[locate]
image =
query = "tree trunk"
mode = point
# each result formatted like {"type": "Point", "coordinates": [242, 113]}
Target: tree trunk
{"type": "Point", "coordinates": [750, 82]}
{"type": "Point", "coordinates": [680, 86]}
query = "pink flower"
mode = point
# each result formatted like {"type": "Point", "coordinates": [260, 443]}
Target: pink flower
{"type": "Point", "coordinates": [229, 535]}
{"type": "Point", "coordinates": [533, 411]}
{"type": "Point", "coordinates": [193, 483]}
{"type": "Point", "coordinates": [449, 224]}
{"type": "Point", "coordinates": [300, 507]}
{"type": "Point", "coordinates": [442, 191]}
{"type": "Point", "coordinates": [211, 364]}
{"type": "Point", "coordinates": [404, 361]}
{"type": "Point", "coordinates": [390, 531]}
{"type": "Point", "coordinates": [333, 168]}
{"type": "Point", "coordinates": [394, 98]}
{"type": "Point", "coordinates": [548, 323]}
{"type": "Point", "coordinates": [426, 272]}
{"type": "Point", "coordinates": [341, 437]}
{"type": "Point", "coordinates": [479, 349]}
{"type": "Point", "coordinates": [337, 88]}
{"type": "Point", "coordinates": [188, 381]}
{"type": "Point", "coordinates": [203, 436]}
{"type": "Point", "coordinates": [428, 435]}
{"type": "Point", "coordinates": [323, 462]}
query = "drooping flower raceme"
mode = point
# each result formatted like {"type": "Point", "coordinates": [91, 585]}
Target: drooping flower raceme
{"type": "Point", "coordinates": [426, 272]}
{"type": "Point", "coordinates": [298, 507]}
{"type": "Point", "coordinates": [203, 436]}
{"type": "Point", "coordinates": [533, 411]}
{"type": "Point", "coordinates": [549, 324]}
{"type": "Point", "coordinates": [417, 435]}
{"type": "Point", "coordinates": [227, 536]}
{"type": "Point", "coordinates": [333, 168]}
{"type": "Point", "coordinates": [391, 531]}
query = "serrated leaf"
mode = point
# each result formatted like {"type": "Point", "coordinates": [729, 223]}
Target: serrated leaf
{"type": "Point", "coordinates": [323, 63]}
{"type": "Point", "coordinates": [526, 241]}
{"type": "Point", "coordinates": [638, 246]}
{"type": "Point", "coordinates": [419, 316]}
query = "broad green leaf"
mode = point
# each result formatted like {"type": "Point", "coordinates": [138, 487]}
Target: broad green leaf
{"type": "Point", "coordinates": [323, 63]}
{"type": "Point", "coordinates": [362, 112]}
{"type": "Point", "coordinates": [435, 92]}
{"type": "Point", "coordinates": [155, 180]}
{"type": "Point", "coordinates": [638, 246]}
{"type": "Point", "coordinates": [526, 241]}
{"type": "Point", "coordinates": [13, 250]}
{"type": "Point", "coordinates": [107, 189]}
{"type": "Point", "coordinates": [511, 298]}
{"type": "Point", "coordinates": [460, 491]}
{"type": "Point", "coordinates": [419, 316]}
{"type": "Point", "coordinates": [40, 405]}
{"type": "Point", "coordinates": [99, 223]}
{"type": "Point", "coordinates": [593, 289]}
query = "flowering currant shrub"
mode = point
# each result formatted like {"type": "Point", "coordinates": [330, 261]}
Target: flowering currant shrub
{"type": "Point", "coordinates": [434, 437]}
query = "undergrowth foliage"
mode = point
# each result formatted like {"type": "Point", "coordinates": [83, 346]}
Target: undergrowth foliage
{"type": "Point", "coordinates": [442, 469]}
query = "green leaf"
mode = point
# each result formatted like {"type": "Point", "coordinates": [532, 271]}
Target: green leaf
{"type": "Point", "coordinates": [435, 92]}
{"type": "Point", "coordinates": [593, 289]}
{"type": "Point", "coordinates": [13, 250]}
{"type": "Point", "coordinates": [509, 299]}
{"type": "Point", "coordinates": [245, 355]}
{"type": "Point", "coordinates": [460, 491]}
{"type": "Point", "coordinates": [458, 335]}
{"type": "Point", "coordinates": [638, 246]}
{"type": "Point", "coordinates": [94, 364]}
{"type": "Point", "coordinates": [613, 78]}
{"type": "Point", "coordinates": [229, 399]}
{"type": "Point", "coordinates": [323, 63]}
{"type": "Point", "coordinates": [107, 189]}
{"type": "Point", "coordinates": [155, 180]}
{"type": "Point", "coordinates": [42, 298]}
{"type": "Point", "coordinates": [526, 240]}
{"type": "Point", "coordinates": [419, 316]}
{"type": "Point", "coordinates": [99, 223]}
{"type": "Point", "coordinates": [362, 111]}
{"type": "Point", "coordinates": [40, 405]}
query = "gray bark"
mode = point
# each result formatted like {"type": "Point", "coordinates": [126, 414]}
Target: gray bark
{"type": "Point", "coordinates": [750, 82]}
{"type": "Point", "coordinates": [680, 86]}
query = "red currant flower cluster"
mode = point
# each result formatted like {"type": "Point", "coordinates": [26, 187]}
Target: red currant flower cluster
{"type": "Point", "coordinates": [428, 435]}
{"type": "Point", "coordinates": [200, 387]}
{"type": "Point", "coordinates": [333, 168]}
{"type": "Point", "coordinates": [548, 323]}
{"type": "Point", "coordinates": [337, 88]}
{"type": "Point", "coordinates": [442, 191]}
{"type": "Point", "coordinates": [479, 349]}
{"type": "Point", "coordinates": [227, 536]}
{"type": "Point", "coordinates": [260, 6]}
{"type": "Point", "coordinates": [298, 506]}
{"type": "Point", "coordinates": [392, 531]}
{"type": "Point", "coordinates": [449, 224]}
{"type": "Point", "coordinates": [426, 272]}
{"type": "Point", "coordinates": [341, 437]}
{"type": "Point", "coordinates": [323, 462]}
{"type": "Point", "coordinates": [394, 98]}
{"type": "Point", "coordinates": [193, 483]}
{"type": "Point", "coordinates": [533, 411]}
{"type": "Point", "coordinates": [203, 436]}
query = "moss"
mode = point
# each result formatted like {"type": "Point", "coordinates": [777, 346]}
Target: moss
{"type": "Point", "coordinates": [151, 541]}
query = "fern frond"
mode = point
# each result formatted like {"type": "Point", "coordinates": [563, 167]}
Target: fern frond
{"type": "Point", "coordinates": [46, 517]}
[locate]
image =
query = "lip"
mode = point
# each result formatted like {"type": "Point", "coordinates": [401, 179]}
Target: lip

******************************

* WHAT YOU HAVE TO DO
All of the records above must be reproduced exactly.

* YOUR SOLUTION
[locate]
image =
query = "tree trunk"
mode = point
# each result formatted like {"type": "Point", "coordinates": [242, 113]}
Target: tree trunk
{"type": "Point", "coordinates": [750, 82]}
{"type": "Point", "coordinates": [680, 86]}
query = "pink flower"
mode = point
# each result formatted like {"type": "Point", "coordinates": [260, 443]}
Target: pink flower
{"type": "Point", "coordinates": [229, 535]}
{"type": "Point", "coordinates": [533, 411]}
{"type": "Point", "coordinates": [193, 483]}
{"type": "Point", "coordinates": [449, 224]}
{"type": "Point", "coordinates": [300, 507]}
{"type": "Point", "coordinates": [442, 191]}
{"type": "Point", "coordinates": [211, 364]}
{"type": "Point", "coordinates": [404, 361]}
{"type": "Point", "coordinates": [390, 531]}
{"type": "Point", "coordinates": [333, 168]}
{"type": "Point", "coordinates": [394, 98]}
{"type": "Point", "coordinates": [548, 323]}
{"type": "Point", "coordinates": [426, 272]}
{"type": "Point", "coordinates": [341, 437]}
{"type": "Point", "coordinates": [479, 349]}
{"type": "Point", "coordinates": [337, 88]}
{"type": "Point", "coordinates": [188, 381]}
{"type": "Point", "coordinates": [203, 436]}
{"type": "Point", "coordinates": [428, 435]}
{"type": "Point", "coordinates": [323, 462]}
query = "drooping flower raceme"
mode = point
# each result formatted like {"type": "Point", "coordinates": [91, 585]}
Target: drooping flower raceme
{"type": "Point", "coordinates": [426, 272]}
{"type": "Point", "coordinates": [298, 507]}
{"type": "Point", "coordinates": [203, 436]}
{"type": "Point", "coordinates": [533, 411]}
{"type": "Point", "coordinates": [549, 324]}
{"type": "Point", "coordinates": [417, 435]}
{"type": "Point", "coordinates": [227, 536]}
{"type": "Point", "coordinates": [333, 168]}
{"type": "Point", "coordinates": [391, 531]}
query = "serrated leaf"
mode = point
# each result formatted like {"type": "Point", "coordinates": [729, 223]}
Target: serrated leaf
{"type": "Point", "coordinates": [323, 63]}
{"type": "Point", "coordinates": [526, 241]}
{"type": "Point", "coordinates": [638, 246]}
{"type": "Point", "coordinates": [419, 316]}
query = "broad green leaf"
mode = point
# each result formatted like {"type": "Point", "coordinates": [138, 487]}
Target: broad green leaf
{"type": "Point", "coordinates": [323, 63]}
{"type": "Point", "coordinates": [362, 112]}
{"type": "Point", "coordinates": [435, 92]}
{"type": "Point", "coordinates": [155, 180]}
{"type": "Point", "coordinates": [638, 246]}
{"type": "Point", "coordinates": [526, 241]}
{"type": "Point", "coordinates": [13, 250]}
{"type": "Point", "coordinates": [107, 189]}
{"type": "Point", "coordinates": [511, 298]}
{"type": "Point", "coordinates": [460, 491]}
{"type": "Point", "coordinates": [419, 316]}
{"type": "Point", "coordinates": [40, 405]}
{"type": "Point", "coordinates": [99, 223]}
{"type": "Point", "coordinates": [593, 289]}
query = "flowering currant shrub"
mode = point
# each result formatted like {"type": "Point", "coordinates": [330, 261]}
Target: flowering currant shrub
{"type": "Point", "coordinates": [434, 437]}
query = "undergrowth foliage"
mode = point
# each result formatted like {"type": "Point", "coordinates": [83, 346]}
Target: undergrowth foliage
{"type": "Point", "coordinates": [442, 469]}
query = "green leaf"
mode = point
# each result formatted like {"type": "Point", "coordinates": [532, 271]}
Target: green leaf
{"type": "Point", "coordinates": [435, 92]}
{"type": "Point", "coordinates": [593, 289]}
{"type": "Point", "coordinates": [13, 250]}
{"type": "Point", "coordinates": [509, 299]}
{"type": "Point", "coordinates": [245, 355]}
{"type": "Point", "coordinates": [460, 491]}
{"type": "Point", "coordinates": [458, 335]}
{"type": "Point", "coordinates": [638, 246]}
{"type": "Point", "coordinates": [94, 364]}
{"type": "Point", "coordinates": [613, 78]}
{"type": "Point", "coordinates": [229, 399]}
{"type": "Point", "coordinates": [323, 63]}
{"type": "Point", "coordinates": [107, 189]}
{"type": "Point", "coordinates": [155, 180]}
{"type": "Point", "coordinates": [42, 298]}
{"type": "Point", "coordinates": [526, 240]}
{"type": "Point", "coordinates": [419, 316]}
{"type": "Point", "coordinates": [99, 223]}
{"type": "Point", "coordinates": [362, 111]}
{"type": "Point", "coordinates": [40, 405]}
query = "gray bark"
mode = point
# each result formatted like {"type": "Point", "coordinates": [126, 414]}
Target: gray bark
{"type": "Point", "coordinates": [750, 82]}
{"type": "Point", "coordinates": [680, 86]}
query = "red currant flower cluster"
mode = point
# each result formatted like {"type": "Point", "coordinates": [26, 187]}
Target: red currant flower cluster
{"type": "Point", "coordinates": [428, 435]}
{"type": "Point", "coordinates": [200, 387]}
{"type": "Point", "coordinates": [333, 168]}
{"type": "Point", "coordinates": [548, 323]}
{"type": "Point", "coordinates": [337, 88]}
{"type": "Point", "coordinates": [442, 191]}
{"type": "Point", "coordinates": [479, 349]}
{"type": "Point", "coordinates": [227, 536]}
{"type": "Point", "coordinates": [260, 6]}
{"type": "Point", "coordinates": [298, 506]}
{"type": "Point", "coordinates": [392, 531]}
{"type": "Point", "coordinates": [449, 224]}
{"type": "Point", "coordinates": [426, 272]}
{"type": "Point", "coordinates": [341, 437]}
{"type": "Point", "coordinates": [323, 462]}
{"type": "Point", "coordinates": [394, 98]}
{"type": "Point", "coordinates": [193, 483]}
{"type": "Point", "coordinates": [533, 411]}
{"type": "Point", "coordinates": [203, 436]}
query = "moss"
mode = point
# each result formatted like {"type": "Point", "coordinates": [777, 346]}
Target: moss
{"type": "Point", "coordinates": [151, 541]}
query = "fern frond"
mode = point
# each result formatted like {"type": "Point", "coordinates": [563, 167]}
Target: fern frond
{"type": "Point", "coordinates": [46, 517]}
[locate]
image =
query = "lip"
mode = point
# each result formatted like {"type": "Point", "coordinates": [401, 179]}
Target: lip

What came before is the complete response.